== Entries supplied ==

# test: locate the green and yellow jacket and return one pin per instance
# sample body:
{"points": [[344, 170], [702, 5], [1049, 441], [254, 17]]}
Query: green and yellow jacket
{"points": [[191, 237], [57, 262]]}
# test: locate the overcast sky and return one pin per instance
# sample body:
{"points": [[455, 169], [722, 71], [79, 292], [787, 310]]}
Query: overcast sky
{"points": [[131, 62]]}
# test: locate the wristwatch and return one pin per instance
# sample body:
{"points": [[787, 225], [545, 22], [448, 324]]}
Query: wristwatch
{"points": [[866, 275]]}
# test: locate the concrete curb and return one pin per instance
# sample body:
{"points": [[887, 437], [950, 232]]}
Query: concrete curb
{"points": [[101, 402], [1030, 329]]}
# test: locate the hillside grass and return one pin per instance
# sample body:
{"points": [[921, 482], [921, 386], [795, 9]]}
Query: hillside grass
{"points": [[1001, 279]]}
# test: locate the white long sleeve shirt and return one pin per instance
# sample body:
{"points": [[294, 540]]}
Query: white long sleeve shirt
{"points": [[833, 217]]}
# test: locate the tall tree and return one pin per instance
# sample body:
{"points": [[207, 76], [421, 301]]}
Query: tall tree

===

**Exercise brief**
Show each line in the listing above that has "return".

**Exercise solution**
# test: locate the green and yellow jacket and return one pin per instance
# test: locate the overcast sky and return one pin per instance
# test: locate the wristwatch and return one pin per instance
# test: locate the concrete curb and return one pin per instance
# test: locate the hillside grass and return one pin per instance
# test: locate the white long sleeve shirt and return one pin per instance
# test: locate the tall tree and return one pin per instance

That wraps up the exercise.